> _Task requirements_:
Every line of the material below must be repeated exactly.
===============
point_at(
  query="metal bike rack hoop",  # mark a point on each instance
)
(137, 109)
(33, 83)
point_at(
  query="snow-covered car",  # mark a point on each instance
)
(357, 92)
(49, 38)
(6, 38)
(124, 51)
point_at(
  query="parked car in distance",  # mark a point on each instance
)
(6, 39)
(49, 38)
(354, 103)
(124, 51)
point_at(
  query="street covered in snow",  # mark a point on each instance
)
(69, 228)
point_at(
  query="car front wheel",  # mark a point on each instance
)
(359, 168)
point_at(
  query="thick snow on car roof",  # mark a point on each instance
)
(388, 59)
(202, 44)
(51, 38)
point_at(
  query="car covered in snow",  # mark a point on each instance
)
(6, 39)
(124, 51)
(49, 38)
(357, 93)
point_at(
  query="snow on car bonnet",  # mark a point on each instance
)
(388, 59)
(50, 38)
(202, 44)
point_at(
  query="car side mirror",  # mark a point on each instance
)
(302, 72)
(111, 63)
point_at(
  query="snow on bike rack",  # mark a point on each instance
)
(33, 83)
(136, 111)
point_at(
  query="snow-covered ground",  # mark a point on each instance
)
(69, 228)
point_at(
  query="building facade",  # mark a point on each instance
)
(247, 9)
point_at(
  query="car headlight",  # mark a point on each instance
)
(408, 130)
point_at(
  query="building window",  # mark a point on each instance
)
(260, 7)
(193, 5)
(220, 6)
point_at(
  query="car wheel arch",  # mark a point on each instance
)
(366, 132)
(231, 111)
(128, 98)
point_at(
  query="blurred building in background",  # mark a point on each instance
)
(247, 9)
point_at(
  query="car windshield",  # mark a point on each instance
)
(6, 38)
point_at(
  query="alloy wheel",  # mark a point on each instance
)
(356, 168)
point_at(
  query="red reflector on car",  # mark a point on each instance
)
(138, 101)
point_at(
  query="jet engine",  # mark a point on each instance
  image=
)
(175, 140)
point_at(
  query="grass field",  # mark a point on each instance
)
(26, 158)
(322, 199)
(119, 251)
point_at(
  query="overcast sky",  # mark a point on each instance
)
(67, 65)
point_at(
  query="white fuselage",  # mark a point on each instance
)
===============
> _Output below_:
point_at(
  query="metal bike rack hoop",  # mark a point on each instance
)
(137, 109)
(33, 83)
point_at(
  query="snow-covered car",  # mark a point on each instance
)
(357, 92)
(49, 38)
(6, 38)
(124, 51)
point_at(
  query="parked car in distance",  # mark a point on each instance
)
(6, 39)
(49, 38)
(354, 103)
(124, 51)
point_at(
  query="street covered in snow",  # mark a point on each instance
)
(69, 228)
point_at(
  query="car front wheel",  # mark a point on each instance
)
(359, 168)
point_at(
  query="thick snow on car roof",  # mark a point on each instance
)
(388, 59)
(202, 44)
(51, 38)
point_at(
  query="car covered in snow",  # mark a point on each instance
)
(6, 39)
(124, 51)
(49, 38)
(357, 93)
point_at(
  query="snow on car bonnet",  # mark a point on each instance
)
(388, 59)
(50, 38)
(202, 44)
point_at(
  query="car side mirror",  # mark a point on each instance
)
(302, 72)
(111, 63)
point_at(
  query="snow on bike rack",  # mark a point on each instance
)
(33, 83)
(136, 111)
point_at(
  query="snow-covered ground",  # mark a point on each instance
)
(69, 228)
point_at(
  query="building facade",  # mark a point on each instance
)
(247, 9)
point_at(
  query="car headlight",  # mark a point on each instance
)
(408, 130)
point_at(
  query="building window",  # mark a point on each instance
)
(260, 7)
(193, 5)
(220, 6)
point_at(
  query="car wheel arch",  # mark a point on each instance
)
(366, 132)
(231, 111)
(128, 98)
point_at(
  query="blurred building in background",  # mark a point on each instance
)
(247, 9)
point_at(
  query="car windshield",  # mark a point on each instance
)
(6, 38)
point_at(
  query="alloy wheel",  # mark a point on each instance
)
(356, 168)
point_at(
  query="red reflector on car",  # mark a point on each instance
)
(138, 101)
point_at(
  query="jet engine",  # mark a point on each instance
  image=
)
(175, 140)
point_at(
  query="grass field",  # mark a point on each instance
)
(26, 158)
(322, 199)
(119, 251)
point_at(
  query="overcast sky",  # mark a point on each instance
)
(67, 65)
point_at(
  query="white fuselage",  # mark a point on each instance
)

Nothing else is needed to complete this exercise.